Problem requirements
Could you write out the entries below again, swapping every "pixel coordinates" for "image coordinates" and changing nothing else? Leave the pictures out.

— START OF Supplied records —

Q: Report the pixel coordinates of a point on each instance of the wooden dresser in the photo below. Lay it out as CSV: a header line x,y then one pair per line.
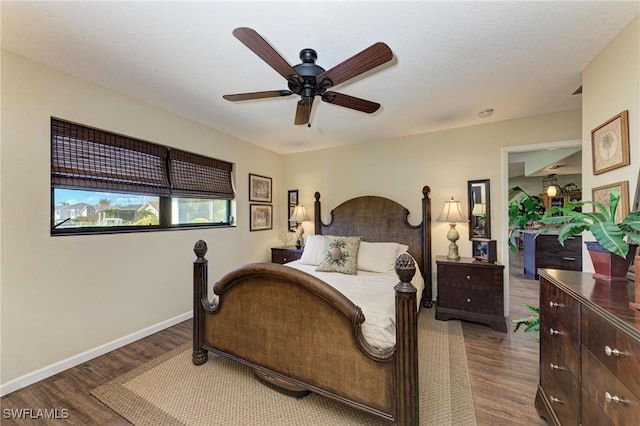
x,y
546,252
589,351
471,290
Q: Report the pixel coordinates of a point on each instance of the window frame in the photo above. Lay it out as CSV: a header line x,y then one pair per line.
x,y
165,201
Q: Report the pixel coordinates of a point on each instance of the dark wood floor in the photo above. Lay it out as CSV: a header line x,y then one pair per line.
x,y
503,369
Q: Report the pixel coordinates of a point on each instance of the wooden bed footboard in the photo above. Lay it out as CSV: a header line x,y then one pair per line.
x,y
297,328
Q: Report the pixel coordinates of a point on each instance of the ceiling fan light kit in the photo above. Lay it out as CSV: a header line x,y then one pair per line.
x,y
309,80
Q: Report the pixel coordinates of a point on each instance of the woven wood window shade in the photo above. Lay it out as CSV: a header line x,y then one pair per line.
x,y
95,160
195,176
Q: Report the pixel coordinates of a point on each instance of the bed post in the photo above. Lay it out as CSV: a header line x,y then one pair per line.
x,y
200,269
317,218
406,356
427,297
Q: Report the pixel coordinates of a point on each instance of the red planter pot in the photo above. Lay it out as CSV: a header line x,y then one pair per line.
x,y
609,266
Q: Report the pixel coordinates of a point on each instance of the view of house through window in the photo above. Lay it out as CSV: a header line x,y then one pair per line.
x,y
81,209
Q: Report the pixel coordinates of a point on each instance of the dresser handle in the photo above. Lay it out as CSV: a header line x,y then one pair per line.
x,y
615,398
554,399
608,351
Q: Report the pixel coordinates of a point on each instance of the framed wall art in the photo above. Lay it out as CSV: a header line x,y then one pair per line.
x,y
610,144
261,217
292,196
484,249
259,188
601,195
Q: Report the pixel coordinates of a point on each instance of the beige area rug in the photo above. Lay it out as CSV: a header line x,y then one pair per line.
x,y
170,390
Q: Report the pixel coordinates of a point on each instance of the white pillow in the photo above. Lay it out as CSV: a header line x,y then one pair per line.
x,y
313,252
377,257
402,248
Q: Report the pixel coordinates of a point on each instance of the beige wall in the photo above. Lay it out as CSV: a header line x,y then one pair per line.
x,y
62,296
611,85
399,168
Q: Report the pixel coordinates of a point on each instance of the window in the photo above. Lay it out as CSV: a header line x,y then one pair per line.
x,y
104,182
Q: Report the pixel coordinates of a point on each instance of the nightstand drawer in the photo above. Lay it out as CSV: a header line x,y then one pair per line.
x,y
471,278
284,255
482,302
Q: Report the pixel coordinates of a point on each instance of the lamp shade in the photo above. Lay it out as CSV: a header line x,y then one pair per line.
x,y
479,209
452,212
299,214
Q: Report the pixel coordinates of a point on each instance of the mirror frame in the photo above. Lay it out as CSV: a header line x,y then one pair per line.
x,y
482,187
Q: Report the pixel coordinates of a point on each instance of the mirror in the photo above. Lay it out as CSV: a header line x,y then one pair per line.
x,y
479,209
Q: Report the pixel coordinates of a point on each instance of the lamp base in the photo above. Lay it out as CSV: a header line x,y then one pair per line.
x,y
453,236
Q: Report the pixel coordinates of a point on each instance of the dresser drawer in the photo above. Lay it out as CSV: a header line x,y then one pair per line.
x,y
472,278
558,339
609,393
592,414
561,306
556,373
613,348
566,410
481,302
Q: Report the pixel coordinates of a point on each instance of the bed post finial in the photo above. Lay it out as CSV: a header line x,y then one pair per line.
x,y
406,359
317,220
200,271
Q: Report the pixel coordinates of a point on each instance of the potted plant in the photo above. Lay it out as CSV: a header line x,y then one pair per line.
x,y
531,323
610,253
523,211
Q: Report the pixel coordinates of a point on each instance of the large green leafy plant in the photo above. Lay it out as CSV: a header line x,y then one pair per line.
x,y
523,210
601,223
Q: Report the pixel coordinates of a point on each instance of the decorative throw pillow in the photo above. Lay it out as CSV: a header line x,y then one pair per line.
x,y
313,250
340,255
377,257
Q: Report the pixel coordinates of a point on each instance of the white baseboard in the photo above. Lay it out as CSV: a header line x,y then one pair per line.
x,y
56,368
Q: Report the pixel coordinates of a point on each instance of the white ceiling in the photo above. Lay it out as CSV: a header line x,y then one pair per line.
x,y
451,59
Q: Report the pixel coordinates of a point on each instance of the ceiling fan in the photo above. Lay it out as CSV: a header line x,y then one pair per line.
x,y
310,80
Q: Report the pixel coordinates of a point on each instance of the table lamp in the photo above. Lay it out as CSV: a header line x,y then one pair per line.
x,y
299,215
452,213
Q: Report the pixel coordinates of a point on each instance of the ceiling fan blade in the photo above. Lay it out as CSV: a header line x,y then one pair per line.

— END OF Supplied records —

Solved exercise
Q: Report the image coordinates of a point on each instance of the wooden dresser in the photo below. Lay it out as CSV: a header line x,y then one pair per line.
x,y
546,252
589,351
471,290
Q: Report the image coordinates of a point on each instance of the window frame in the photo above. Lay it out as CSV: a header line x,y then one pair per line.
x,y
165,201
Q: Report the image coordinates of a point on each instance of the dark wood floor in the photo above. Lay it out as CSV: a header line x,y then one pair per line.
x,y
503,369
Q: Report the image coordinates of a point on each instance of the wooden bed footboard in the photo above. Lay it out as CSV: a header line x,y then one pair per line.
x,y
297,328
Q: Report the image coordinates of a point on each instance of the ceiling fan light kit in the photo above. Lay it out as CSV: a header line x,y then one pair per line.
x,y
309,80
Q: Report the image coordinates of a point on each instance of the woven wood window shade in the photo above. Lay it out as CSV: a header line x,y then one pair per line.
x,y
95,160
195,176
Q: Report the image coordinates of a point on each instance of the bed post in the photo above. Lay it out as CSV: a header line x,y then one pair per line.
x,y
200,269
317,218
406,356
427,297
Q: Report the image coordinates of a point on each instance of the red planter pot in the photo above. Lay it out as CSV: a header line x,y then one pair per line.
x,y
609,266
Q: Report the image coordinates of a point on each instance of the view of house through window in the photo above. Lay it out as CSV: a header line x,y then one pair per line.
x,y
81,209
Q: Report the image coordinates of a point on each instance of the dresser handle in the photo above. Lay it out as CSV: a header line x,y then one pair per line.
x,y
615,398
554,399
608,351
Q: Report the image coordinates of a point on each instance of the framed wall art in the photo above. Lay it out as CSV: a header line x,y then one pair per line.
x,y
610,144
261,217
292,196
484,249
259,188
601,195
Q: Report the image coordinates of a point on each instance of the beige area rug in the photo above. Lay it out as CSV: a header line x,y then one pair per line.
x,y
170,390
Q: Report the image coordinates of a point on each instance of the white pillow in the photo above. Lay it out as CSV: a header line x,y then one pair per line.
x,y
313,252
377,257
402,248
Q: Report the image coordinates of a point on each instance of the beige wall in the photo above. Lay it out as CSV: a header line x,y then one pair per line.
x,y
62,296
611,85
399,168
Q: Report the image coordinates of a point on each instance of the window in the photo above. Lay it out as CSV: a header line x,y then one pair per line.
x,y
104,182
Q: Report the image coordinates of a point on each instance of the nightstand drawer in the photo above. Lay it out as CSV: a header line x,y then one pair per line.
x,y
471,278
284,255
482,302
Q: Report the image coordinates of a point on each instance of the lamp shade in the photo above. Lay it out as CSV: a header line x,y then one pair per line.
x,y
479,209
452,212
299,214
Q: Report the image coordinates of a point on each instance of the mirror frame in the photo above. Lay it out as CSV: a header line x,y then one pair per line.
x,y
482,187
Q: Report the image coordinates of a point on each instance of the mirror in the photo above. Lay it out as CSV: a header line x,y then one pair per line.
x,y
479,209
Q: Report the image coordinates of a point on each instance of the lamp base in the photo above. Lay it out as CSV: a header line x,y then one pair per line.
x,y
453,236
Q: Report the image coordinates of a point on each instance of the dresser drawer in the photo above. Lay it out as CSV: a header line x,y then one pair per line.
x,y
472,278
558,339
609,393
592,414
561,306
556,373
613,348
566,410
481,302
Q: Report the image coordinates of a point on each instance of the bed post finial in the photo above. Lay it out as CSV: a header line x,y then one pair per line.
x,y
406,359
317,220
200,271
Q: Report the image coordinates of a point on each instance of the potted plant in the photo above. Lay it out as CSV: a header line x,y then one pair per line.
x,y
531,323
610,253
523,211
Q: Report the image coordinates of a point on each instance of the large green leafy plant in the photo above. Lay it out as CSV: a header line x,y then one pair per line.
x,y
523,210
601,223
Q: Report the image coordinates of a point on each instance of the decorative throw pillow in the photo above. Lay it out as CSV: a header line x,y then one pair per line.
x,y
313,250
340,255
377,257
Q: Report the image coordinates of a point on each instance of the white baseboard in the photo above. Lay it out as CSV: a header line x,y then one pair per line.
x,y
56,368
Q: Report the image coordinates of a point on each instance of the white ceiling in the photo above. Lay it out as CSV: a header line x,y then one pair per line.
x,y
451,59
Q: Report the image coordinates of a point on each instance of the ceiling fan in the photo above. Lay it out as CSV: a header line x,y then one pair per line.
x,y
310,80
Q: Report the image coordinates of a point on each instance of the table lamp in the photo above. Lay it out as CSV: a header line x,y then one pair per line.
x,y
299,215
452,213
Q: Report the image coordinates of a point on each instance of the ceiling fan blade in the photo above. Lay it out as CSV: a header line x,y then one pair per line.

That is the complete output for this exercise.